READING PASSAGE>
Deploy on Kubernetes

The emit/poll split maps cleanly onto Kubernetes. The expensive analysis becomes scheduled batch work, the database is a stateful service, and the agents are stateless readers that scale on demand.

flowchart TB
    subgraph Jobs["Emit · CronJobs (one per project/language)"]
        EJ["codeanalyzer-java"]
        EP["canpy"]
        ET["cants"]
    end
    subgraph Core["Neo4j (StatefulSet or managed Aura)"]
        NS[("graph<br/>J* · Py* · TS*")]
    end
    subgraph Read["Poll · agent Deployment (stateless, scalable)"]
        D1["agent replica"]
        D2["agent replica"]
        D3["agent replica"]
    end
    EJ -->|Bolt write| NS
    EP -->|Bolt write| NS
    ET -->|Bolt write| NS
    NS -->|Bolt read| D1
    NS -->|Bolt read| D2
    NS -->|Bolt read| D3

Three roles:

Neo4j — one database for the whole fleet. Run it as a StatefulSet with a PersistentVolumeClaim, or point at a managed instance (Neo4j Aura). The emit jobs need write credentials; the agents need only read credentials.
Emit CronJobs — one per project (and per language within a project). They run on a schedule, push incrementally over Bolt, and exit. Because writes are idempotent, a missed or repeated run is harmless.
Agent Deployment — long-lived pods that construct analysis objects against the graph with Neo4jConnectionConfig. They hold no analysis state, so you scale them horizontally like any other web service.

The emit CronJob

Each backend ships as a self-contained binary (codeanalyzer for Java, canpy for Python, cants for TypeScript), so an emit job is a container that has the binary, the source checkout, and the Neo4j connection in its environment. Connection settings are read from NEO4J_URI, NEO4J_USERNAME, and NEO4J_PASSWORD, so the command line carries no secrets.

apiVersion: batch/v1
kind: CronJob
metadata:
  name: emit-billing-core
spec:
  schedule: "0 * * * *"            # hourly; incremental pushes are cheap
  concurrencyPolicy: Forbid
  jobTemplate:
    spec:
      template:
        spec:
          restartPolicy: Never
          containers:
            - name: canpy
              image: ghcr.io/your-org/cldk-emit-python:latest
              args:
                - canpy
                - -i
                - /src/billing-core
                - --emit
                - neo4j
                - --app-name
                - billing-core
              env:
                - name: NEO4J_URI
                  value: bolt://neo4j.cldk.svc.cluster.local:7687
                - name: NEO4J_USERNAME
                  value: writer
                - name: NEO4J_PASSWORD
                  valueFrom:
                    secretKeyRef:
                      name: neo4j-credentials
                      key: writer-password
              volumeMounts:
                - name: src
                  mountPath: /src
          volumes:
            - name: src                # a checkout sidecar, PVC, or initContainer git clone
              emptyDir: {}

Swap the image and args per language — codeanalyzer -i /src/payments-service -a 2 --emit neo4j --app-name payments-service for Java, cants -i /src/web-frontend -a 2 --emit neo4j --app-name web-frontend for TypeScript. Point every job at the same NEO4J_URI; the J* / Py* / TS* namespacing keeps them from colliding.

TASK MATERIAL>
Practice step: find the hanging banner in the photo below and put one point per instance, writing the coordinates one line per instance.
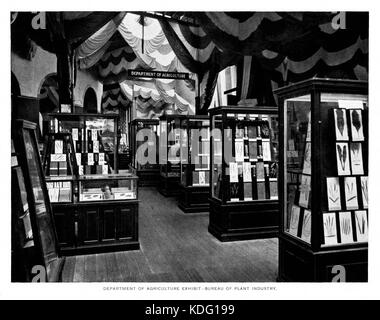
(158, 74)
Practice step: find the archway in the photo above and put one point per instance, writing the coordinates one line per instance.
(90, 102)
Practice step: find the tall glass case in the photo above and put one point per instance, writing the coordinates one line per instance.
(37, 209)
(144, 135)
(94, 137)
(244, 172)
(324, 179)
(106, 188)
(169, 154)
(195, 163)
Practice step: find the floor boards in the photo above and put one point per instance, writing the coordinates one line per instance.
(176, 247)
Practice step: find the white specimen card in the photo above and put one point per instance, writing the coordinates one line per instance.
(247, 176)
(234, 172)
(329, 229)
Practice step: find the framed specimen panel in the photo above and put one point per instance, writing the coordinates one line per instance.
(323, 174)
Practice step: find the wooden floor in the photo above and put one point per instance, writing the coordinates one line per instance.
(177, 248)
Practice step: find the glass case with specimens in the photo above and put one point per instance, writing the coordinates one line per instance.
(324, 175)
(244, 172)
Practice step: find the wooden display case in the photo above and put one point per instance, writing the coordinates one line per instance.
(101, 213)
(323, 181)
(244, 162)
(169, 154)
(31, 208)
(195, 164)
(148, 173)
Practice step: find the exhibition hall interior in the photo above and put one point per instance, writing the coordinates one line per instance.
(200, 147)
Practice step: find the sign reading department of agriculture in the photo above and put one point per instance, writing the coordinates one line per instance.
(158, 74)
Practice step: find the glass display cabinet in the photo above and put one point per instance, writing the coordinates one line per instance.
(145, 166)
(195, 164)
(169, 154)
(324, 181)
(244, 173)
(94, 137)
(36, 214)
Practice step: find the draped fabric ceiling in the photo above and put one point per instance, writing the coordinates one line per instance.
(145, 48)
(270, 48)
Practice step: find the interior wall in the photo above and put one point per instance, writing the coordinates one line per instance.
(31, 73)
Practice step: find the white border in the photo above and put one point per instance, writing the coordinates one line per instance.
(282, 290)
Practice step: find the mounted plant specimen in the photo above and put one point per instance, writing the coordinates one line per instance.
(356, 125)
(364, 187)
(346, 232)
(329, 228)
(342, 159)
(351, 193)
(356, 158)
(306, 226)
(294, 220)
(341, 129)
(361, 226)
(333, 194)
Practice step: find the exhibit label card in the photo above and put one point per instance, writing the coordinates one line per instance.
(74, 133)
(95, 146)
(58, 146)
(361, 222)
(356, 158)
(94, 134)
(247, 176)
(239, 151)
(307, 159)
(346, 233)
(350, 104)
(364, 187)
(351, 193)
(234, 173)
(202, 178)
(341, 128)
(305, 191)
(294, 220)
(356, 125)
(333, 194)
(306, 226)
(329, 229)
(342, 159)
(266, 151)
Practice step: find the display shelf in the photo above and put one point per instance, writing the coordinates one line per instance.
(169, 154)
(244, 162)
(147, 172)
(194, 164)
(102, 212)
(323, 173)
(94, 138)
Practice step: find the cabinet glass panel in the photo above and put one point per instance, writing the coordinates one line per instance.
(195, 152)
(60, 189)
(94, 140)
(249, 168)
(216, 159)
(144, 140)
(297, 162)
(112, 187)
(170, 135)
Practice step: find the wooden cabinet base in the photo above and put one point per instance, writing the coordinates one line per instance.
(97, 227)
(299, 264)
(243, 221)
(169, 186)
(194, 199)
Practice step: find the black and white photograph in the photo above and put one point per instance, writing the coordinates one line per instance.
(176, 149)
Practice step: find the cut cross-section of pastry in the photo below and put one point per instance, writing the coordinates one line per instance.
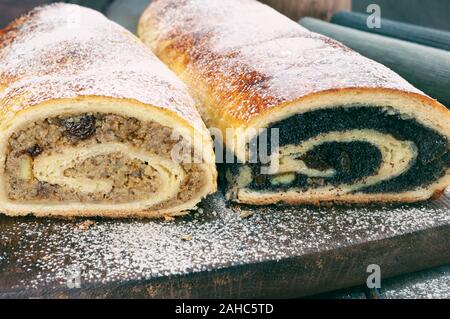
(93, 124)
(333, 125)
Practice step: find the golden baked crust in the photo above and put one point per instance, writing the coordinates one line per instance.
(248, 66)
(66, 59)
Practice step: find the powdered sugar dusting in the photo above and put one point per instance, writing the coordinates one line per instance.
(66, 51)
(122, 251)
(253, 58)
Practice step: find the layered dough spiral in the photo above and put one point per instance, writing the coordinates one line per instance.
(349, 130)
(93, 124)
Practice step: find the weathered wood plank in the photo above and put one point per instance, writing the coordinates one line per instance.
(430, 13)
(322, 9)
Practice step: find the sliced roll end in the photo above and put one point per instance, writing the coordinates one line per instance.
(351, 146)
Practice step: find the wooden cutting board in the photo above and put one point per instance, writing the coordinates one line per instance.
(221, 251)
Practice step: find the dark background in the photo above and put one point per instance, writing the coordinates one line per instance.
(431, 13)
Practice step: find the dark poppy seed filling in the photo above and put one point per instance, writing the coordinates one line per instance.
(354, 161)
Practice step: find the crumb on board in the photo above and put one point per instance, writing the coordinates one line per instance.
(246, 214)
(187, 238)
(169, 219)
(86, 224)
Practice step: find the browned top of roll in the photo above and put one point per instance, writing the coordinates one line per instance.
(253, 58)
(64, 51)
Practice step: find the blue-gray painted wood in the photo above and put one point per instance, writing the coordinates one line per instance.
(426, 68)
(399, 30)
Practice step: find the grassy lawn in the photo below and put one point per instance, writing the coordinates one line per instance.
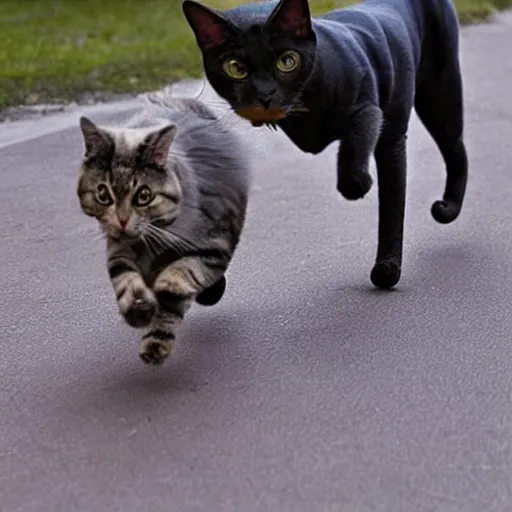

EXERCISE TASKS>
**1)** According to the Kubernetes deployment page, which environment variables supply the Neo4j connection settings to an emit job?
**2)** Update the part of the listing that opens with the line containing "Practice step: find the wooden cutting" and runs through the end of the listing: change "board" to "plank" and leave everything else unchanged. Leave the pictures out of your answer.

ANSWERS PROVIDED>
**1)** NEO4J_URI, NEO4J_USERNAME, and NEO4J_PASSWORD.

**2)**
Practice step: find the wooden cutting plank in the photo above and put one point per instance, writing the coordinates one line per instance.
(221, 251)
Practice step: find the dark background in the photo above and put one point per instance, writing the coordinates one line per instance.
(431, 13)
Practice step: find the dark poppy seed filling in the photo above and put one point per instance, writing the coordinates one line per instance.
(354, 161)
Practice step: find the crumb on plank in the photo above and put one point per instance, writing the coordinates one line per instance.
(246, 214)
(187, 238)
(169, 219)
(86, 224)
Practice step: find the browned top of roll in the photo above and put one point per instance, writing the coordinates one line per instance.
(253, 58)
(64, 51)
Practice step: find the blue-gray painted wood in the photo above and put one point per instance, writing the coordinates one line per instance.
(426, 68)
(399, 30)
Practice step: find the grassy lawn in the photo below and put one point per instance, writing the coordinates one line per instance.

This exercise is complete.